### [Written task]
Rewrite the records from the start through the line containing "[[816, 241]]", changing "flag pole" to "flagpole" and leaving everything else as it is.
- - - - -
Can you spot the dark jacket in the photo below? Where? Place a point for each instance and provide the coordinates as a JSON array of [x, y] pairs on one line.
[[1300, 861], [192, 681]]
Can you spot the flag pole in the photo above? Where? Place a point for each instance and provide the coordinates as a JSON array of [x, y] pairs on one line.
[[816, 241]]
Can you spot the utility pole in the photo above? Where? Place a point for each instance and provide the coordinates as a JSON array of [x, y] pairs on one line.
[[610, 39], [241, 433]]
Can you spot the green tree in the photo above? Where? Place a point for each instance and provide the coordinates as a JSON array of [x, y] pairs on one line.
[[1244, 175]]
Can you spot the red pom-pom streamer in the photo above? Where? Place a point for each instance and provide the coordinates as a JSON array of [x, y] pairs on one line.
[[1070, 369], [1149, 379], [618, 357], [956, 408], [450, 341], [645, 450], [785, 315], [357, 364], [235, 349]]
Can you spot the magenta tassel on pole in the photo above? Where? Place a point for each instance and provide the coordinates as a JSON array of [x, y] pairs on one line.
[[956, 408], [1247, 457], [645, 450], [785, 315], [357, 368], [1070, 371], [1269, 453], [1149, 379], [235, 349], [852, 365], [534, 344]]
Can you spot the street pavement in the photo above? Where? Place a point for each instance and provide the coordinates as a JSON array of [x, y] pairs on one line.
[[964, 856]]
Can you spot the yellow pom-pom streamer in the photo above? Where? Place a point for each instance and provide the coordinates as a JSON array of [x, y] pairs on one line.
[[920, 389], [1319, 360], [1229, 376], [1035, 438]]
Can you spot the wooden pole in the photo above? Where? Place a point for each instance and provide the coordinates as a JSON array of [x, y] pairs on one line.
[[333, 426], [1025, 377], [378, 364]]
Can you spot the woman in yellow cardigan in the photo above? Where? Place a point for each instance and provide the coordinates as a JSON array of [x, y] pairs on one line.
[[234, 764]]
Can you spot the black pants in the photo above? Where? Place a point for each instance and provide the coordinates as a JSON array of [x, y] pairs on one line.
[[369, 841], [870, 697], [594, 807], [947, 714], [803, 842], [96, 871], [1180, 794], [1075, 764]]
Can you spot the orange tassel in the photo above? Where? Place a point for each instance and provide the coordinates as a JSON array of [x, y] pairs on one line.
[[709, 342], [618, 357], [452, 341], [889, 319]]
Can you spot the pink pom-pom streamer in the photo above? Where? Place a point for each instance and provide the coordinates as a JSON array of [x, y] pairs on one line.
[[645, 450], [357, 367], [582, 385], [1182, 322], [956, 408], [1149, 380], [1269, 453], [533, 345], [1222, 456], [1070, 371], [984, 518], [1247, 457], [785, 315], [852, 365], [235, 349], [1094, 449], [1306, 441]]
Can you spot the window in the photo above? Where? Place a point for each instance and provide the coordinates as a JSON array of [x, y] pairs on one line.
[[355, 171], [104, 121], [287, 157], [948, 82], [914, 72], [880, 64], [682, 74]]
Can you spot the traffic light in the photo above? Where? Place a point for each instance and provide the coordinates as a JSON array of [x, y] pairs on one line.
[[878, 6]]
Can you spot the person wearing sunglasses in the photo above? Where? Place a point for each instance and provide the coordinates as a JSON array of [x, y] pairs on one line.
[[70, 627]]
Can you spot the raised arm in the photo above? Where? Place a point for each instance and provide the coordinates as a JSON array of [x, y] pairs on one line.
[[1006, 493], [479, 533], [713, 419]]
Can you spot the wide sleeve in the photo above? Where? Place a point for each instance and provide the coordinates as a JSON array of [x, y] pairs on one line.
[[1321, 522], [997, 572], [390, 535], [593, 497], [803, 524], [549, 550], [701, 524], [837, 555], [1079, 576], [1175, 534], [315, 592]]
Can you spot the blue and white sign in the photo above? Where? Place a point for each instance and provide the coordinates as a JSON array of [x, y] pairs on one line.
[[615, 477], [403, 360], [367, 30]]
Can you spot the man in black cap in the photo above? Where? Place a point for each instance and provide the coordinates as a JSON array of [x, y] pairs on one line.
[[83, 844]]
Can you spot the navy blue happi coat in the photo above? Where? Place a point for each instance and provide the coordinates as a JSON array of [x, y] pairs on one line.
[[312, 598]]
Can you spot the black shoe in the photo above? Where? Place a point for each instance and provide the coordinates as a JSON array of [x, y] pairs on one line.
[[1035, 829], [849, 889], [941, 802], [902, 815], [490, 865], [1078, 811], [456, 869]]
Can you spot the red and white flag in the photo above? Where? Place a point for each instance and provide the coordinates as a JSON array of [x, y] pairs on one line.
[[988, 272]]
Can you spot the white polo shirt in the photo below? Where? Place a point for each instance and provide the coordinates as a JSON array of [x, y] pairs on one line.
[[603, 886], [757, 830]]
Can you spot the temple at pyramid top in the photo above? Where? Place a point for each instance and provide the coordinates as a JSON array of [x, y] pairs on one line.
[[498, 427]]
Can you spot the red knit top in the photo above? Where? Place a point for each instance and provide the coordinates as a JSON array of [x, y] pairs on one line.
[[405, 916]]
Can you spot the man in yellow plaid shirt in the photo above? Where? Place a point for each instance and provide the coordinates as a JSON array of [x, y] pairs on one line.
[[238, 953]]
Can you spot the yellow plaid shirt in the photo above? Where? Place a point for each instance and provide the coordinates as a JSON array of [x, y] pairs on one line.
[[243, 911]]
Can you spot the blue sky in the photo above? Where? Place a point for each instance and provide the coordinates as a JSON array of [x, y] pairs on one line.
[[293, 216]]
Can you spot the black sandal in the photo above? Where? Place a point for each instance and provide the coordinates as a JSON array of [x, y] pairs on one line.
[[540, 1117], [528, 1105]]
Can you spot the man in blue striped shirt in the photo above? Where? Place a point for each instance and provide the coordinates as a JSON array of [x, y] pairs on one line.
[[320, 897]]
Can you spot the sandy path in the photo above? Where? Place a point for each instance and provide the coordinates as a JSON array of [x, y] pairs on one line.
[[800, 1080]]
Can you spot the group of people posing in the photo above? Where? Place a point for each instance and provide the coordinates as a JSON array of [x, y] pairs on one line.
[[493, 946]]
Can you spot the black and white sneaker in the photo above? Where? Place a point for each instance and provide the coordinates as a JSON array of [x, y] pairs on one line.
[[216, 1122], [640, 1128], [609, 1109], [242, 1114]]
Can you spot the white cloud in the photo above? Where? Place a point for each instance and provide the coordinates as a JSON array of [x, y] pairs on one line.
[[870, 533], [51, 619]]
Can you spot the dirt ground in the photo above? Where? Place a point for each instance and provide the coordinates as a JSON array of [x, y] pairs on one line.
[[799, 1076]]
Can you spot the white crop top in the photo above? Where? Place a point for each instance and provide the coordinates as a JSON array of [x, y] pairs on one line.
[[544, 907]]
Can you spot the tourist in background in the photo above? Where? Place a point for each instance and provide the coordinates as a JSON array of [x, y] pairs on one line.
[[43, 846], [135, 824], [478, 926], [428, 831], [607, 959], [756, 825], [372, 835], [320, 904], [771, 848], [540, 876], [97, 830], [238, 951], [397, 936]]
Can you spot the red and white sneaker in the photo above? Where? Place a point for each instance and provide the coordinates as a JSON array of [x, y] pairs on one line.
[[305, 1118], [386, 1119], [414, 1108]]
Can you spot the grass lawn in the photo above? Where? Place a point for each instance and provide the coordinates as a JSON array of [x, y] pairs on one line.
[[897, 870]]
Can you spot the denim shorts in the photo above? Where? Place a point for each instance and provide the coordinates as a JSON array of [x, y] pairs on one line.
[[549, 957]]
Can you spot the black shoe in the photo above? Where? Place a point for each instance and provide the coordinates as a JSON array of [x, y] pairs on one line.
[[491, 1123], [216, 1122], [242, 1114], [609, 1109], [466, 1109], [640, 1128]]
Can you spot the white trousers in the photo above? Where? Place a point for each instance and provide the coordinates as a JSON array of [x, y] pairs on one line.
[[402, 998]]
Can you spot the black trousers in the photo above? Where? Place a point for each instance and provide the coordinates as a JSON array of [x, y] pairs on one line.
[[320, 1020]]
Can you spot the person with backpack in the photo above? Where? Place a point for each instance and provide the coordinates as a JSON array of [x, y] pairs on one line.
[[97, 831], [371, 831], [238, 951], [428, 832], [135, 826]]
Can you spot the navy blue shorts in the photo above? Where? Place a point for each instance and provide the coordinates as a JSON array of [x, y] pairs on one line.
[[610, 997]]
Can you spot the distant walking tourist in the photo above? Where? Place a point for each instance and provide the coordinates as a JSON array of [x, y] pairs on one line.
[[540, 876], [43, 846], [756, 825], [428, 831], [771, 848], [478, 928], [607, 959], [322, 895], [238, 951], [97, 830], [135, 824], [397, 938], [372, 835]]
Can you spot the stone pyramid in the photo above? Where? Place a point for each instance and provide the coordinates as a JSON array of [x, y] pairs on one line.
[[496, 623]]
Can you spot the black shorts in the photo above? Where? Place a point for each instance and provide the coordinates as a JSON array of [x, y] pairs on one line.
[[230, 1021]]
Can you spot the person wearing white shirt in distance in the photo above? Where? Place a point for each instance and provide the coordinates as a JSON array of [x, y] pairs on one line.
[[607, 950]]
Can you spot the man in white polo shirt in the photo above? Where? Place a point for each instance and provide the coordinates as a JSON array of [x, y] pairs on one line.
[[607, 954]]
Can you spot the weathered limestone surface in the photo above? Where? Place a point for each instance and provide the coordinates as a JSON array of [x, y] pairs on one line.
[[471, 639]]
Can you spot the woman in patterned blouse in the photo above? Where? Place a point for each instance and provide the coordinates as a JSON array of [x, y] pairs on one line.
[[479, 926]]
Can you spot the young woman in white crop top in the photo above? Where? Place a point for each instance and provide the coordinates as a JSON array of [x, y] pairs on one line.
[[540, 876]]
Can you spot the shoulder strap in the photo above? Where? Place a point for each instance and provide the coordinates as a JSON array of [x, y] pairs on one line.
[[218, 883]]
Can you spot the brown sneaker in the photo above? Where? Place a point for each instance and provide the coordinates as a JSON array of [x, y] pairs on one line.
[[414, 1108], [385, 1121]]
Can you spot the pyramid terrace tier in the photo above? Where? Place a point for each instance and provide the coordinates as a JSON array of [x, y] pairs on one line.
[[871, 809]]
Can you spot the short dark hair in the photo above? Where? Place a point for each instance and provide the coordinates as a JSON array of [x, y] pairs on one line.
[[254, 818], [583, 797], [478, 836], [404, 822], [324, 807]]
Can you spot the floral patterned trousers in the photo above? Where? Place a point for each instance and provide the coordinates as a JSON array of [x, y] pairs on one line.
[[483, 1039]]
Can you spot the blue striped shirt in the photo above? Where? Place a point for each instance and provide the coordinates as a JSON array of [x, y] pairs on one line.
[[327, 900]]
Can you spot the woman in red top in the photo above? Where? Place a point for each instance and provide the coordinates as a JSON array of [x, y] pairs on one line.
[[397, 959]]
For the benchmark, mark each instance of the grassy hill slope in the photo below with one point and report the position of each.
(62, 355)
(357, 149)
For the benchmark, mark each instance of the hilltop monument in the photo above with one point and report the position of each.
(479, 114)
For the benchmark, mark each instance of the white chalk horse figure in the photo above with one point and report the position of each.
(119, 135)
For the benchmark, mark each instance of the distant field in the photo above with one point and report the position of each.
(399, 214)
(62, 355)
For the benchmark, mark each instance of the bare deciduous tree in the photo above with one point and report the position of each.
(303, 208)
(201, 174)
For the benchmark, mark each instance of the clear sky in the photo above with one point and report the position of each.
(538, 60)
- - - - -
### [Answer to the task]
Can you spot the dark jacket in the photo below? Where? Place a point for each instance and provide the coordinates as a JSON array of [x, y] pairs on one line.
[[1300, 861], [192, 681]]
Can you spot the flagpole in the photo above? Where? Place a point for each instance and provide the coordinates as a JSON array of [x, y] pairs on one line.
[[816, 241]]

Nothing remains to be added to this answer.